_Extract provided:_
# Sleep and Dreams > General Dream Discussion > Nightmares and Recurring Dreams >  >  Recurring person dream

## LAscandals

I have been having dreams of a recurring nature for several years now, more frequently in recent months. My dream is of a man who I had a crush on when we were kids from many years ago. The setting of the dreams is not always the same but the relationship of this dream is of me trying to express my affection to this person. I was wondering what type of dream this might be, symbolic, psychological or premonition. I am a 43 year old divorced woman in a 3 year relationship with another man. Thank you.

----------


## Luminous

My experience tells me that most dreams have some sort of psychological meaning, at least recurring dreams. This seems like no exception.

----------


## Burned up

> I have been having dreams of a recurring nature for several years now, more frequently in recent months. My dream is of a man who I had a crush on when we were kids from many years ago. The setting of the dreams is not always the same but the relationship of this dream is of me trying to express my affection to this person. I was wondering what type of dream this might be, symbolic, psychological or premonition. I am a 43 year old divorced woman in a 3 year relationship with another man. Thank you.



Whatever feelings which were evoked all those years ago in relation to this man are still very real for you.  Not so much in waking life, but in your dreams.

I don't believe in premonition and I don't think that these dreams mean he's your ideal partner and/or the two of you will get together.  But you have the capacity to feel that same affection in real life, if only you knew how to access it.  Basically it's all in your unconscious.

----------


## LAscandals

Thank you Line and Burned Up for responding. When I was that little girl a long time ago, whenever I saw this boy I would get all nervous and I was too shy and self conscience of myself. I don't even think about this person during my waking life, except for when I have the dreams with him in them. He's often alloof in regards to my presence in these dreams except for last night when he was actually smiling and talking with me, after I had approached him. What I felt from him was that he was self conscience of talking to me. Just the recurring nature of this person showing up in my dreams sorta weirds me out. I wouldn't even know where to start to figure out the psychology behind these dreams. But I thank you again for your input.  :smiley:

----------


## Burned up

> Thank you Line and Burned Up for responding. When I was that little girl a long time ago, whenever I saw this boy I would get all nervous and I was too shy and self conscience of myself. I don't even think about this person during my waking life, except for when I have the dreams with him in them. He's often alloof in regards to my presence in these dreams except for last night when he was actually smiling and talking with me, after I had approached him. What I felt from him was that he was self conscience of talking to me. Just the recurring nature of this person showing up in my dreams sorta weirds me out. I wouldn't even know where to start to figure out the psychology behind these dreams. But I thank you again for your input.

_Segmentation data:_
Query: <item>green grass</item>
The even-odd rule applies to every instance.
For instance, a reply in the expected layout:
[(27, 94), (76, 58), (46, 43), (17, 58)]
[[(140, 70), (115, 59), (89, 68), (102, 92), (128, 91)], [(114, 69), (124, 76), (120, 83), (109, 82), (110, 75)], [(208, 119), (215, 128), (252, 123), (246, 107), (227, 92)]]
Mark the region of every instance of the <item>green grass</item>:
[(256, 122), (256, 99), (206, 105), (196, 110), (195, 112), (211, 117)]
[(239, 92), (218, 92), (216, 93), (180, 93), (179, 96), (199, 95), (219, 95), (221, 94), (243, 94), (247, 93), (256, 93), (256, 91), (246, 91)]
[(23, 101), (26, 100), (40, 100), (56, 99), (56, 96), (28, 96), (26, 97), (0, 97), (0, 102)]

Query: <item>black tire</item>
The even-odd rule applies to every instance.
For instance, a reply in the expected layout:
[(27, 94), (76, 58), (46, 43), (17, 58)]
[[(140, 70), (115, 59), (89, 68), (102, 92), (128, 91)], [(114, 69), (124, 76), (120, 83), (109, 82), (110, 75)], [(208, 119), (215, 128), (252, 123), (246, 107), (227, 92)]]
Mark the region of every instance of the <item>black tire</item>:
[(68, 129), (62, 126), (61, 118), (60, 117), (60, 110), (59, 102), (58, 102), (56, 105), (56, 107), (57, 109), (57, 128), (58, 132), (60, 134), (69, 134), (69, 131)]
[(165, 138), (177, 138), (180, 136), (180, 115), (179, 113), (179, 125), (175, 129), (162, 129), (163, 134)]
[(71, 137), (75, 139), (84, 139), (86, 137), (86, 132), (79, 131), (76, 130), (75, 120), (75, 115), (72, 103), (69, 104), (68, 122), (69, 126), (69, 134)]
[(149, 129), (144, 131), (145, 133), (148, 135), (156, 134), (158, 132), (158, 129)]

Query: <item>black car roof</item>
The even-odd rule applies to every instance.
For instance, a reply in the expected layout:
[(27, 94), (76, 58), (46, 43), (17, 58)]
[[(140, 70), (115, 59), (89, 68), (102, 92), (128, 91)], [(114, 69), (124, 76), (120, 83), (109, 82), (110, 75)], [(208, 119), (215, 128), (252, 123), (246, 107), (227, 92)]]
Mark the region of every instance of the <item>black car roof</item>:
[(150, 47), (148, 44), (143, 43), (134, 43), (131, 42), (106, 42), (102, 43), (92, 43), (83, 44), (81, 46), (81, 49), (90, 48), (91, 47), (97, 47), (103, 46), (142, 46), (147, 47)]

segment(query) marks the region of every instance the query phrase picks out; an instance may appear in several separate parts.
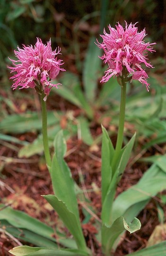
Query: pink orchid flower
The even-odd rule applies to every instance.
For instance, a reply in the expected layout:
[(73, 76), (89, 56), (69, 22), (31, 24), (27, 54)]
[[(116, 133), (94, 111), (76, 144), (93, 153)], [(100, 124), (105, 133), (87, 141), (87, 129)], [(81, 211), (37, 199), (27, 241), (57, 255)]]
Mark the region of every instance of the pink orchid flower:
[(115, 26), (116, 28), (109, 25), (110, 34), (104, 29), (104, 35), (100, 35), (103, 42), (100, 44), (97, 41), (97, 45), (103, 49), (104, 54), (101, 58), (109, 66), (101, 82), (105, 82), (113, 76), (122, 76), (125, 68), (127, 81), (138, 80), (145, 84), (149, 91), (148, 76), (140, 64), (143, 63), (147, 67), (154, 67), (147, 62), (147, 56), (148, 51), (155, 51), (151, 46), (156, 43), (145, 43), (143, 39), (146, 36), (145, 29), (139, 33), (135, 25), (128, 25), (125, 21), (124, 28), (119, 23)]
[(10, 59), (14, 67), (8, 67), (11, 70), (10, 73), (16, 73), (10, 78), (15, 82), (11, 87), (13, 90), (18, 86), (19, 89), (35, 88), (39, 93), (43, 90), (45, 101), (51, 88), (58, 88), (61, 84), (52, 83), (52, 80), (56, 78), (60, 70), (65, 71), (60, 67), (63, 64), (62, 60), (57, 57), (61, 54), (61, 49), (52, 51), (51, 39), (45, 45), (38, 38), (34, 47), (23, 46), (23, 49), (17, 47), (18, 51), (14, 51), (17, 60)]

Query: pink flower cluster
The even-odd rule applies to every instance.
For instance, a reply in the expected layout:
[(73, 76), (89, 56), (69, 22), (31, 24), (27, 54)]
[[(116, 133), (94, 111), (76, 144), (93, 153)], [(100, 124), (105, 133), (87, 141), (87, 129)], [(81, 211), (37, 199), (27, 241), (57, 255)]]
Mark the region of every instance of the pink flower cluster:
[(59, 48), (52, 51), (51, 39), (47, 45), (44, 45), (41, 39), (37, 38), (34, 48), (23, 45), (23, 49), (17, 47), (18, 51), (14, 51), (17, 60), (10, 60), (14, 67), (8, 67), (11, 73), (16, 74), (10, 77), (14, 83), (12, 86), (13, 90), (21, 86), (19, 89), (35, 88), (37, 91), (43, 90), (45, 95), (46, 101), (51, 89), (57, 88), (60, 84), (52, 84), (51, 80), (55, 79), (60, 70), (65, 70), (60, 67), (63, 64), (62, 60), (58, 60), (57, 55), (60, 54)]
[[(128, 25), (125, 22), (125, 28), (119, 23), (115, 27), (116, 29), (108, 26), (110, 34), (104, 29), (104, 35), (100, 35), (103, 43), (97, 42), (97, 46), (103, 49), (105, 53), (101, 58), (109, 66), (101, 82), (106, 82), (113, 76), (122, 76), (123, 68), (126, 67), (129, 81), (131, 79), (138, 80), (145, 84), (149, 91), (148, 74), (140, 64), (144, 63), (148, 67), (153, 67), (147, 62), (146, 57), (147, 51), (155, 51), (151, 46), (156, 43), (145, 43), (143, 39), (146, 36), (145, 29), (139, 33), (135, 24)], [(129, 78), (130, 74), (131, 77)]]

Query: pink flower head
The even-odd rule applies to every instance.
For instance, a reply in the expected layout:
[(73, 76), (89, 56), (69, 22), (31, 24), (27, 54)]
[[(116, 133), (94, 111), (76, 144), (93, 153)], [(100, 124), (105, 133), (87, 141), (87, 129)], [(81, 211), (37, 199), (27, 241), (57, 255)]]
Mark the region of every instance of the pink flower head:
[(140, 64), (144, 63), (148, 67), (153, 67), (147, 62), (146, 57), (148, 51), (155, 51), (151, 46), (156, 43), (145, 43), (143, 39), (146, 36), (145, 29), (139, 33), (135, 25), (131, 23), (128, 25), (125, 21), (124, 28), (118, 23), (116, 29), (109, 25), (110, 34), (104, 29), (104, 35), (100, 35), (103, 42), (100, 44), (97, 41), (97, 45), (103, 49), (104, 54), (101, 58), (105, 64), (107, 63), (109, 66), (101, 82), (106, 82), (113, 76), (121, 76), (125, 68), (127, 74), (126, 82), (131, 79), (138, 80), (145, 84), (149, 91), (148, 76)]
[(43, 90), (45, 95), (44, 100), (46, 101), (51, 89), (58, 88), (60, 84), (52, 83), (51, 80), (55, 79), (60, 70), (65, 71), (60, 67), (63, 64), (62, 60), (58, 60), (57, 57), (61, 54), (61, 49), (58, 47), (52, 51), (51, 39), (46, 45), (37, 38), (34, 48), (32, 46), (23, 46), (23, 49), (17, 47), (18, 51), (14, 51), (17, 59), (10, 59), (14, 67), (8, 67), (11, 70), (10, 73), (16, 73), (10, 78), (15, 82), (11, 87), (13, 90), (18, 86), (21, 87), (19, 89), (30, 87), (40, 93)]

_Stated goal 1:_
Answer these questions using the dream thread:
(a) How old is the woman who started the thread?
(b) According to Luminous, what kind of meaning do most dreams have?
(c) In last night's dream, what was the man doing after she approached him?
_Stated goal 2:_
For each statement, say whether it agrees with the dream thread:
(a) The woman who started the thread has been with her current partner for three years.
(b) Burned up thinks the dreams could be a premonition.
(c) The woman who started the thread often thinks about the man while awake.
_Stated goal 3:_
Copy everything from "My experience tells" down to "in your dreams." in the dream thread, word for word.

_Written reply 1:_
(a) She is 43 years old.
(b) Most dreams have "some sort of psychological meaning," at least recurring dreams.
(c) He was smiling and talking with her.

_Written reply 2:_
(a) Yes: "I am a 43 year old divorced woman in a 3 year relationship with another man."
(b) No: "I don't believe in premonition."
(c) No: "I don't even think about this person during my waking life, except for when I have the dreams with him in them."

_Written reply 3:_
My experience tells me that most dreams have some sort of psychological meaning, at least recurring dreams. This seems like no exception.

----------


## Burned up

> I have been having dreams of a recurring nature for several years now, more frequently in recent months. My dream is of a man who I had a crush on when we were kids from many years ago. The setting of the dreams is not always the same but the relationship of this dream is of me trying to express my affection to this person. I was wondering what type of dream this might be, symbolic, psychological or premonition. I am a 43 year old divorced woman in a 3 year relationship with another man. Thank you.



Whatever feelings which were evoked all those years ago in relation to this man are still very real for you.  Not so much in waking life, but in your dreams.